==== DATA SECTION ====

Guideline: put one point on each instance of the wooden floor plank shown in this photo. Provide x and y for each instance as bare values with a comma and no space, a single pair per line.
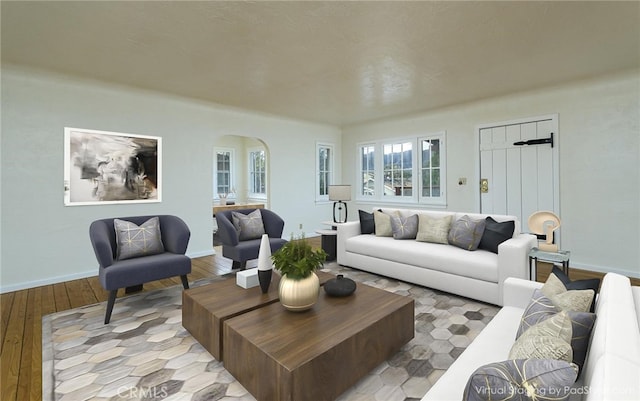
6,303
61,297
12,348
31,355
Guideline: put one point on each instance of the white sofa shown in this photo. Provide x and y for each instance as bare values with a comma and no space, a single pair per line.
612,368
475,274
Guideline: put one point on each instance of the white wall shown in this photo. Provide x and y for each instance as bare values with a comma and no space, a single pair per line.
599,145
44,242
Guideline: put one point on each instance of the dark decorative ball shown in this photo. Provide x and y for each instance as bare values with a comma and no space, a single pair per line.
339,286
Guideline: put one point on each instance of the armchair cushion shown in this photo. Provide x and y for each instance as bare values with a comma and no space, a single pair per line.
249,226
134,241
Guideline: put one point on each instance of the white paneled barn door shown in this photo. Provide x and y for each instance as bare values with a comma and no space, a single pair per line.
519,167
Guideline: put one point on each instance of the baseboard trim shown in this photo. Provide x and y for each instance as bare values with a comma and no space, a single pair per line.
47,281
69,277
603,269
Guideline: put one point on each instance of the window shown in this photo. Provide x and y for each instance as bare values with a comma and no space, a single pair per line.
257,174
222,172
430,169
411,170
367,158
324,175
397,169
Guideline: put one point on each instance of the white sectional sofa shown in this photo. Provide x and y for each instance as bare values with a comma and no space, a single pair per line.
478,274
612,368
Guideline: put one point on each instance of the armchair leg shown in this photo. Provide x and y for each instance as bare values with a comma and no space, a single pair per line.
110,302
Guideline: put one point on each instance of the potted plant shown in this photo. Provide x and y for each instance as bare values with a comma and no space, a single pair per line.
297,261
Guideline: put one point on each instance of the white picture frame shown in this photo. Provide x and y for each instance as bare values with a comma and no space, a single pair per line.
102,167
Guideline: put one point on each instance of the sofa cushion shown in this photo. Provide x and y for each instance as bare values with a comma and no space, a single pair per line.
367,222
481,265
521,379
466,233
404,227
495,233
133,241
433,229
574,300
249,226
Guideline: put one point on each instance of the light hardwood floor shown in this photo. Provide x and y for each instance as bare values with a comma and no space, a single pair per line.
21,320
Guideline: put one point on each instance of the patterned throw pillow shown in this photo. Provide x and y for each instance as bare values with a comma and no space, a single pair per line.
495,234
432,229
541,308
133,241
521,379
367,223
249,226
404,227
466,233
383,223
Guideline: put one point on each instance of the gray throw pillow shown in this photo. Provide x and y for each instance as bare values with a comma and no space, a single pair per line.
404,227
541,308
466,233
383,223
521,379
249,226
433,229
133,241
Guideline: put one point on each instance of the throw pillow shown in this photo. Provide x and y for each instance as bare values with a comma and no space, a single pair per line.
495,234
588,284
404,227
521,379
383,223
541,308
432,229
367,223
575,300
249,226
466,233
133,241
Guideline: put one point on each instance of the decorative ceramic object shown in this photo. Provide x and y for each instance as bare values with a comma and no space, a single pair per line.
265,266
298,295
340,286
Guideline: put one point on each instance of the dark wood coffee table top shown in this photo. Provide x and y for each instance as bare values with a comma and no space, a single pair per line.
205,308
318,354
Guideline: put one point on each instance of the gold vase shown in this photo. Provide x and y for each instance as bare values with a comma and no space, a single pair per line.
299,295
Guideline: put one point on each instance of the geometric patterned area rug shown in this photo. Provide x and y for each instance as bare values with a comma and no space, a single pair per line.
146,354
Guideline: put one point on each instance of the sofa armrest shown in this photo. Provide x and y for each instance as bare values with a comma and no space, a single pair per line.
513,258
517,292
345,231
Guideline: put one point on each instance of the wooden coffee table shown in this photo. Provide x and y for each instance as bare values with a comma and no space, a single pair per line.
318,354
205,308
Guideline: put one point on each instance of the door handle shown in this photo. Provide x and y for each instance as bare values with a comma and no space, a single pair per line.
484,185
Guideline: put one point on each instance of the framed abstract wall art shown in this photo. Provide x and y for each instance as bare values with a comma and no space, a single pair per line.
110,167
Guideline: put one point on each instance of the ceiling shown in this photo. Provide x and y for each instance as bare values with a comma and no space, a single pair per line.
338,63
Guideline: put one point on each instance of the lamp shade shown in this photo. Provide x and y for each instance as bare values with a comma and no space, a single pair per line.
339,192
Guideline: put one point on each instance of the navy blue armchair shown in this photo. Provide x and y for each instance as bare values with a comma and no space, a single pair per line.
133,272
242,251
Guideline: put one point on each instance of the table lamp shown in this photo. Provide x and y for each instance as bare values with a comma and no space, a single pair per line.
339,194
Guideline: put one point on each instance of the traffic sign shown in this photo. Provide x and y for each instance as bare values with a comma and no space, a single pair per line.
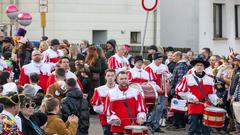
149,5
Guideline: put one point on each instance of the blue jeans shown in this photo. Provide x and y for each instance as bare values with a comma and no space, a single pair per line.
106,130
117,133
157,112
196,125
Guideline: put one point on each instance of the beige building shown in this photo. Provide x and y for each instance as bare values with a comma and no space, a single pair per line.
94,20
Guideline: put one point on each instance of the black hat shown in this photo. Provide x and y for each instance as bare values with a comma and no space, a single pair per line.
112,42
200,60
7,40
138,58
157,56
153,47
55,42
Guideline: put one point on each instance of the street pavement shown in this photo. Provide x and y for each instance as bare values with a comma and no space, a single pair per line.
95,128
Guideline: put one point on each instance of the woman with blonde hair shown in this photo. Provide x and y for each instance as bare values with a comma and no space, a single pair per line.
43,46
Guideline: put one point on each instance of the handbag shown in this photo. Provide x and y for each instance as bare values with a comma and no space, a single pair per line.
95,76
178,105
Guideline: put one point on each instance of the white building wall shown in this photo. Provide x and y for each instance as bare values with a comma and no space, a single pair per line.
75,19
220,47
179,23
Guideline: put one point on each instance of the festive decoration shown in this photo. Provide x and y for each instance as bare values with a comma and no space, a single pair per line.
12,12
24,19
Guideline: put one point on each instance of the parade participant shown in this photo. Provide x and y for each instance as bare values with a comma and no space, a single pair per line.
99,98
58,89
64,63
111,48
124,106
138,74
197,98
181,68
36,66
53,54
8,123
118,61
159,73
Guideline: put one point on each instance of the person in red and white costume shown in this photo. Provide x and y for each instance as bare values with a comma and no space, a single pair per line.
158,73
117,112
64,63
99,98
52,55
189,90
138,74
118,62
36,66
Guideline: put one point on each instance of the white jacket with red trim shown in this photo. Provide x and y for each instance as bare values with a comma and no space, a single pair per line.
136,75
115,108
118,63
50,56
98,100
188,89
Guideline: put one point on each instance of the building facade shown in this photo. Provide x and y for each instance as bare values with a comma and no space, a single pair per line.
93,20
201,23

====

◆ **GIVEN REQUEST**
Please reproduce every one of the records above line for line, leaving out the pictures.

◆ **TASK SOLUTION**
Guideline: put one point on each instance of the wooden floor plank shown in this photo. Provide x and y for each instance as bare values with a comma and no space, a single pair per line.
6,303
61,297
12,348
31,355
Guideline: put one point on each instance of the white sofa shown in this photo. Provide x and y for each instance as bare values with a comma and no space, a single pair per line.
612,368
475,274
Guideline: put one point on each instance of the white wall shown in this photo. Provide x and y for each instance as bare values with a comma and no space, a single pair per line.
599,145
44,242
Guideline: put one point on each instance of the dark decorative ball shown in this photo. Provide x and y for each instance as bare values with a comma and no space, a single pair per line.
339,286
Guideline: put one point on each instance of the armchair cushion shown in this photo. Provide x and y for each instance as bare values with a comma and no space, a single pair per line.
249,226
134,241
Guideline: put one point on each instance of the white paneled barn door shown in this photo. Provide x and y for each instance as bare values with a comma and no space, a single pair per line.
519,167
Guideline: put one point on each instance of the baseboard trim shown in this photo. Provide x and y for each instance as bare values with a comma and no space, a single pair per line.
47,281
69,277
603,269
Guideline: put one point on each instance of the window shown in this photo. Provide x and y for each instance as bare values with a comma and no space, a single pair per line.
257,174
222,172
430,169
411,170
367,158
324,175
397,169
Guideline: put one point on each instance of the white sectional sofa shown in this photo. Provide x and y for each instance as bare values with a comma and no space, a single pair per line.
478,274
612,368
Guideline: put one point on each instance of the armchair leg shown in this photo. Provide x and y for each instance as bare values with a comma and no space, a single pair per line.
110,302
Guideline: put one point on each instance of the potted plant shown in this photo. Provide x and y for each instance as bare values with a comma and no space, a single pair per line.
297,261
Guideline: put one point on each instance of the white picture frame shown in this photo. Provide x and y for each instance as bare values with a comma and no space, a single pair per line.
102,167
Guideline: put one point on each instance of the sofa cushion shown in this photo. Provide x and y for each instance as bare values with a comma and no space, a single pair per line.
367,222
481,265
521,379
466,233
404,227
495,233
133,241
433,229
574,300
249,226
Guideline: put one point on each instance of the light hardwood floor shown in this photo. Provide x and y for each instance as bare values with a comma and no space, a single pair per line.
21,320
Guideline: put one point on each instance of the patterned throw pillow shown in this photo. Provide x and y for each instance as bare values with a comma and no space, a single pair per line.
495,234
432,229
541,308
133,241
521,379
367,223
249,226
404,227
466,233
383,223
Guideline: put one point on each instance of the gray throw pillow shown in this photo. Provide x and y for each instance as bare values with a comma and no space, a single pair per line.
404,227
541,308
466,233
383,223
521,379
249,226
433,229
133,241
Guideline: put one point on each instance of the throw pillow shown in this photo. Provide x and y for each instance as bare values with a comma and no space, a single pair per line.
495,234
588,284
404,227
521,379
383,223
541,308
432,229
367,223
575,300
249,226
466,233
133,241
Guideline: put one point on each instance of the decorative ceramic object shown in this photo. Provide x and y for each instance as bare values with a comma and no space, a single pair per line.
265,266
298,295
340,286
Guideline: put one point on each instance of the dark wood coffee table top shown in this photo. Provide x and y for each instance as bare values with a comma and no space, a single pair per line.
205,308
318,354
Guideline: put one point on each instance of the gold vase shown in this photo. Provide x and y for each instance as bare values with a comma and no space, a single pair per line.
299,295
Guideline: put one point on each instance of the geometric patterned area rug shown in this photo. Provide x and y for each instance as bare values with a comma and no space, a single pair per line.
146,354
Guideline: put one point on each instance of the sofa armrest shown in this photo. Provide x and y for each instance as bare values with a comma and no space, a single pair per line.
513,258
517,292
345,231
Guideline: put one point on each instance of the wooden coffee table shown in this photo. Provide x and y for each instance as bare values with a comma and no space, a single pair per line.
318,354
205,308
Guideline: put one point on each instance of the door handle shown in this photo. Provide x and y for each instance as bare values with a comma and no space, a single pair per line.
484,185
Guideline: put one point on each instance of the framed abstract wall art shown in this photo. Provide x and y for each instance as bare values with a comma and no space, a single pair per line.
110,167
Guideline: put one point on each instance of the ceiling shown in this photo. Provide x and y for each instance as bare values with a comma and no space, a single pair per line.
338,63
Guideline: put one point on each instance of the lamp shade shown in this photo. Provide x and y for each instance as bare values with a comma and no space, a single pair per line.
339,192
Guideline: put one point on each instance of the navy blue armchair shown in this photo. Provide x and y for each instance as bare values with a comma and no space, a single pair per line.
133,272
242,251
Guideline: put one point on each instance of the table lamp shown in this photo. Provide x and y for each instance as bare values with a comma and no space, a single pair per line.
339,194
Guideline: put one point on each instance of the traffic sign shown in this photo. Provide x and y for each instance as bare values with a comma and no space, a single pair per line.
149,5
Guideline: put one point on each instance of the blue jeans shown in this photo. Provide x and y for each instance as bare values with a comma and no space, a single pair per line.
106,130
117,133
157,112
196,125
Guideline: put one point on each instance of the beige building shown in this photo. Provide x and y for each instance as bare values with a comma and no space, a single pair per line.
94,20
Guideline: put one point on each instance of the black hat shown in this photo. Provide x and y for each instance as bare values with a comma and no space, a single pair per line.
112,42
200,60
7,40
138,58
157,56
153,47
55,42
Guideline: put one point on each instance of the street pavement shown in this photo. Provide x and y for each instance as bare values with a comma and no space, a single pair per line.
95,128
Guideline: put one point on each instance of the woman with blonde hair shown in this photo. Provide x and y for each instance as bare values with a comma and no space, a single pair per line.
43,46
Guideline: put one point on each instance of the handbag shown in this photo. Provide x and y for each instance as bare values with a comma and no space, a single pair per line.
95,76
178,105
Guideline: put one point on each instance of the white building wall shown in this photo. Provide x and y for each instance as bare values with a comma and no space, a single pair per line.
75,19
220,47
179,23
Guideline: put one point on each instance of the festive decoration shown in this photo. Provide x and y for each instance as bare values with a comma and no space, a single pair per line.
12,12
24,19
Guideline: put one point on each instance of the parade participant shown in this photo. Provide x and y for each instance as bare values with a comma and no space, a single pair per line.
99,98
58,89
64,63
111,48
124,106
138,74
197,98
181,68
36,66
53,54
8,123
118,61
159,73
Guideline: put one point on each instance of the person in red and white costume shown in this photo. Provide x and y for each instance as bare values with a comma and no space, a single pair per line.
158,73
117,112
64,63
99,98
52,55
189,90
138,74
118,62
36,66
Guideline: put one point on each instance of the white jacket with red trim shown in this photo. Provide x and y for each instance as bare values with a comma and no space, a single pair per line.
136,75
115,108
118,63
50,56
98,100
188,89
Guideline: put one point on each instance of the building facade shown in this photo. Provide x and y for each instance as bare values with a comma and no space, a single pair per line.
93,20
201,23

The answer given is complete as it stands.